_Data for this exercise_
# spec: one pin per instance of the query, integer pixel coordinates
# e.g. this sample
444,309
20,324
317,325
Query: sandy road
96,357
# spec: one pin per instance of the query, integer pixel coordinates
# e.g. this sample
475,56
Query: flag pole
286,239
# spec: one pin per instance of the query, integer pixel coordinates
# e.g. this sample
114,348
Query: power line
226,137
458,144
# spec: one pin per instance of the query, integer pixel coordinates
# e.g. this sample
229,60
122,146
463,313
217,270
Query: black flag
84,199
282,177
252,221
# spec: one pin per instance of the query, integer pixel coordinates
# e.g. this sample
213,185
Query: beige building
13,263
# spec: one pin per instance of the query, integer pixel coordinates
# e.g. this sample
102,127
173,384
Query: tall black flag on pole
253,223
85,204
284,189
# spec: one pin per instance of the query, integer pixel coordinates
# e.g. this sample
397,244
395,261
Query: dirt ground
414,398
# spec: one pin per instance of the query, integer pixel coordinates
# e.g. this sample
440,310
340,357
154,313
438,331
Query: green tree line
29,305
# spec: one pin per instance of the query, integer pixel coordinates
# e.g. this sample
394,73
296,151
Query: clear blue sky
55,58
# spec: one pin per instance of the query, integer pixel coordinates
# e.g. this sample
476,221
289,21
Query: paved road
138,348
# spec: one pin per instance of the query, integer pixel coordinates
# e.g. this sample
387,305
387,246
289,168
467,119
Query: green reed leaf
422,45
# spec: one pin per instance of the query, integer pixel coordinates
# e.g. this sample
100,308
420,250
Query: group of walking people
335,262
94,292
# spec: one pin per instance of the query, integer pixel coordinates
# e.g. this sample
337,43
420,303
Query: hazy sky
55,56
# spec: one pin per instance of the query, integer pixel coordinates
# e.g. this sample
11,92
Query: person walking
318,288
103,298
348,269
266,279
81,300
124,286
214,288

_Task goal_
Could you restate every record word for word?

_Written solution_
# spec: one pin per instance of the query, integer pixel coordinates
# e.g. this sample
444,309
20,324
317,325
Query: sandy road
96,357
# spec: one pin per instance of the query, integer pixel coordinates
# e.g. this sample
475,56
Query: flag pole
286,239
# spec: one pin per instance of the query, integer pixel coordinates
# e.g. this sample
114,348
Query: power line
226,137
458,144
# spec: one pin per instance of the query, integer pixel coordinates
# e.g. this sample
229,60
122,146
463,313
217,270
Query: black flag
84,199
282,177
252,221
# spec: one pin per instance of the query, integer pixel coordinates
# e.g. this sample
213,185
Query: beige building
13,263
# spec: one pin per instance of the query, integer pixel coordinates
# e.g. this sample
102,127
173,384
Query: tall black flag on pole
253,223
85,204
284,189
# spec: one pin per instance of the query, integer pixel coordinates
# e.g. this sample
397,244
395,261
Query: dirt ground
414,398
# spec: one pin per instance of the query, integer pixel coordinates
# e.g. this sample
440,310
340,357
154,313
438,331
Query: green tree line
29,305
# spec: one pin per instance of the query, integer pixel coordinates
# e.g. this sample
394,73
296,151
Query: clear blue sky
55,58
# spec: one pin per instance of the query, integer pixel coordinates
# e.g. this sample
476,221
289,21
Query: paved road
138,348
# spec: one pin per instance of the query, integer pixel coordinates
# e.g. this sample
387,305
387,246
289,168
467,119
Query: green reed leaf
422,45
# spec: one pin per instance of the query, integer pixel coordinates
# e.g. this sample
100,308
420,250
Query: group of walking people
335,262
94,292
# spec: one pin per instance of the query, integer pixel coordinates
# e.g. this sample
337,43
420,303
Query: hazy sky
55,56
# spec: one pin per instance of the query, integer pixel coordinates
# e.g. this sample
11,92
Query: person walking
318,288
103,298
348,269
266,279
81,300
124,286
214,288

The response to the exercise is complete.